== Data to process ==
+--

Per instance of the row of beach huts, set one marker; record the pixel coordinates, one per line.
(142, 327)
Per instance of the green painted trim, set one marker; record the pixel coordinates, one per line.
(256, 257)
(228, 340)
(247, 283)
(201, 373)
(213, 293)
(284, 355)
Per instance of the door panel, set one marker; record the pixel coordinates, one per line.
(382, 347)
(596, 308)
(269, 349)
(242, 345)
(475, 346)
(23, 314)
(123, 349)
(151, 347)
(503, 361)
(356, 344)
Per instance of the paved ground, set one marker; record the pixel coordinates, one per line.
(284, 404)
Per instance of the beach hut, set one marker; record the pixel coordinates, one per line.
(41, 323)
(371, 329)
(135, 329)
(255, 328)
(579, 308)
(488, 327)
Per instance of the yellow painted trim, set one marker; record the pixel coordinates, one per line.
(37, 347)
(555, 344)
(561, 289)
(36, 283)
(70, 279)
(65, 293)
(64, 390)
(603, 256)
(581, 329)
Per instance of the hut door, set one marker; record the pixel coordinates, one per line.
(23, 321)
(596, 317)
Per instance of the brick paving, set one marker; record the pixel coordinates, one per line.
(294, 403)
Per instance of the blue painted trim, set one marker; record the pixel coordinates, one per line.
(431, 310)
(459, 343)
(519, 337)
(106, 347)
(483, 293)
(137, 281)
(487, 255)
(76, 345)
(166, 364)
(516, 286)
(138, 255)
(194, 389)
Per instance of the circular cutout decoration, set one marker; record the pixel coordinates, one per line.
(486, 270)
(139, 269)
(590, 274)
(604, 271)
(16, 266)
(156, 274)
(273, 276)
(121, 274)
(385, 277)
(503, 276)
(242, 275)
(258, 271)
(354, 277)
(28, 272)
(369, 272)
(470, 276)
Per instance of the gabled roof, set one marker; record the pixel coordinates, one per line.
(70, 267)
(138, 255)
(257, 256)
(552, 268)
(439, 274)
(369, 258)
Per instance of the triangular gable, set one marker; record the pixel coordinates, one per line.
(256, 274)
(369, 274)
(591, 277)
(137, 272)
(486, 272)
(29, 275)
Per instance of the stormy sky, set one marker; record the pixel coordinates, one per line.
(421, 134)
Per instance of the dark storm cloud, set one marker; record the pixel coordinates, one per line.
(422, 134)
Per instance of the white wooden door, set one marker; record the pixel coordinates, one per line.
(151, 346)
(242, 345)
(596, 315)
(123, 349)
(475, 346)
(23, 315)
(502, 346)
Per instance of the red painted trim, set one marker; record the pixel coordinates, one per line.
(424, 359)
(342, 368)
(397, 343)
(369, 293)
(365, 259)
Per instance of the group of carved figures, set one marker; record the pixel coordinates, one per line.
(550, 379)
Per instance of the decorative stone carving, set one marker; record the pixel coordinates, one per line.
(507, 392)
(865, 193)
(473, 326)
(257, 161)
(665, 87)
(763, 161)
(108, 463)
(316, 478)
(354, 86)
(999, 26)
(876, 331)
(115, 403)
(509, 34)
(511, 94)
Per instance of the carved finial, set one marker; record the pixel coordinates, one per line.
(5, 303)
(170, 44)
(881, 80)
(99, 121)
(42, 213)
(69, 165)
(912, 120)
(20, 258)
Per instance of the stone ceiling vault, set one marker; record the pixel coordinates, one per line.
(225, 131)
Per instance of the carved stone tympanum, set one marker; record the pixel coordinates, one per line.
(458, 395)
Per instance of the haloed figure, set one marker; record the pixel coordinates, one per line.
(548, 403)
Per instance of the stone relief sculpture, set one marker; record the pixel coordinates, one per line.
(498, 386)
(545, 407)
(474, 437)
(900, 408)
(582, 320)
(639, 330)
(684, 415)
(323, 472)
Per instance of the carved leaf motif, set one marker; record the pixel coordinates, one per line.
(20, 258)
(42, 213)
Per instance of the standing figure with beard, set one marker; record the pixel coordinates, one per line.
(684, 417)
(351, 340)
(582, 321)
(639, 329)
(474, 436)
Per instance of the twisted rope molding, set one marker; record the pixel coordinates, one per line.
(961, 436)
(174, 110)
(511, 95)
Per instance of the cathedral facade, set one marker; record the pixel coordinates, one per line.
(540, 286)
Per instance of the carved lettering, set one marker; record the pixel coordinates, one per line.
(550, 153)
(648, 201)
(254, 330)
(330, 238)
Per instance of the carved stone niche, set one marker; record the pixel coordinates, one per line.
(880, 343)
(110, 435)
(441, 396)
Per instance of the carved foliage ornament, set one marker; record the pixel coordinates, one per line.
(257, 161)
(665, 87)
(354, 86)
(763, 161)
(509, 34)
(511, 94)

+--

== Work order ==
Transcribe each record shown above, exactly.

== Output of the task ==
Per instance of the row of beach huts, set one marker; record the pixel coordinates, one per line.
(142, 327)
Per instance of the green painted trim, set one marker; record the pixel coordinates, one per line.
(256, 257)
(228, 340)
(247, 283)
(201, 373)
(213, 293)
(284, 355)
Per instance of the door panel, set one marker; record the pixel coordinates, one per line.
(382, 347)
(596, 308)
(269, 349)
(242, 345)
(475, 346)
(23, 314)
(123, 349)
(151, 347)
(503, 361)
(356, 344)
Per instance of the paved ground, set one marker; record the pixel coordinates, one per line.
(284, 404)
Per instance of the beach hut, set one marker; record the pixel coordinates, one per line.
(41, 323)
(371, 329)
(135, 329)
(255, 328)
(579, 308)
(488, 327)
Per instance of the yellow painted trim, set one marker; record the pixel coordinates, one per line.
(37, 347)
(555, 344)
(561, 289)
(36, 283)
(70, 279)
(65, 293)
(64, 390)
(603, 256)
(581, 329)
Per instance of the hut door, set one marker; record the pixel coordinates, one per line.
(23, 321)
(596, 317)
Per instance of the brick paving, set one marker; record the pixel coordinates, one per line.
(294, 403)
Per instance of the blue painted trim, set one marker; record the pixel coordinates, one per line.
(431, 310)
(459, 343)
(519, 337)
(106, 347)
(483, 293)
(137, 281)
(487, 255)
(76, 345)
(166, 364)
(516, 286)
(138, 255)
(194, 389)
Per instance of the circular cutout decoration, set one marker; record the pixel coordinates, one per line.
(486, 270)
(139, 269)
(590, 274)
(604, 271)
(16, 266)
(156, 274)
(273, 276)
(121, 274)
(385, 277)
(503, 276)
(242, 275)
(258, 271)
(354, 277)
(28, 272)
(369, 272)
(470, 276)
Per instance of the gabled roof, set one marker; record the pixel coordinates, one per line.
(70, 267)
(138, 255)
(257, 256)
(552, 268)
(439, 274)
(369, 258)
Per instance of the triangular gable, set one marker; record the pixel coordinates, one per line.
(256, 274)
(369, 274)
(591, 277)
(137, 272)
(486, 272)
(29, 275)
Per instance of the stormy sky, set one marker; record the pixel coordinates, one per line.
(421, 134)
Per instance of the dark storm cloud, set one marker; record the pixel coordinates, one per line.
(422, 134)
Per instance of the white wooden door, set one marker; record the pixel coordinates, one per line.
(151, 346)
(242, 345)
(596, 315)
(123, 349)
(475, 346)
(23, 315)
(502, 346)
Per instance of the red painted trim, set one marker; record the pixel coordinates, one per line.
(424, 359)
(342, 368)
(397, 343)
(369, 293)
(365, 259)
Per instance of the group of carved figures, set one marker; record the pixel coordinates, one per line.
(550, 379)
Per instance of the decorative stone carving, set one marker; record the pixel coordinates, one per line.
(507, 392)
(865, 193)
(473, 326)
(257, 161)
(665, 87)
(763, 161)
(108, 463)
(316, 478)
(354, 86)
(999, 26)
(876, 331)
(115, 403)
(509, 34)
(511, 94)
Per instance of the carved finial, set one marker; record the pixel coordinates, one per line.
(5, 303)
(170, 44)
(881, 80)
(99, 121)
(42, 213)
(69, 165)
(912, 120)
(20, 258)
Per instance of the stone ceiling vault, set one marker; record the pixel coordinates, one per line.
(225, 131)
Per instance of the carved stone tympanum, set one marker; record the pixel coordinates, one per line.
(458, 395)
Per instance of the haloed figure, set one marker; record the pixel coordinates, one per line.
(548, 403)
Per instance of the stone relief sculpture, set one marker; record the pixel coordinates, one per line.
(498, 386)
(545, 407)
(474, 437)
(900, 408)
(582, 320)
(639, 330)
(684, 415)
(323, 472)
Per instance of the carved leaf motif, set one marker; record the pixel coordinates, one per line.
(20, 258)
(42, 213)
Per instance of the standing figure with beard, set one marker; record the pixel coordinates, one per line.
(684, 417)
(351, 340)
(582, 321)
(639, 329)
(474, 436)
Per instance of the twisted rope molding, set one marker; record the pixel coordinates, one per line.
(961, 436)
(174, 110)
(511, 95)
Per instance of the cathedral facade, set one marker; record the pixel coordinates, one per line.
(540, 286)
Per instance of the carved lettering, set one marker; record the pixel coordinates, one per line.
(550, 153)
(648, 201)
(254, 330)
(330, 238)
Per instance of the carved stone niche, set one marker; record the pixel coordinates, one per line.
(880, 343)
(110, 435)
(441, 396)
Per instance of the carved foliage ornament, set one marker; record the pixel coordinates, one per line.
(257, 161)
(665, 87)
(354, 86)
(763, 161)
(509, 34)
(511, 94)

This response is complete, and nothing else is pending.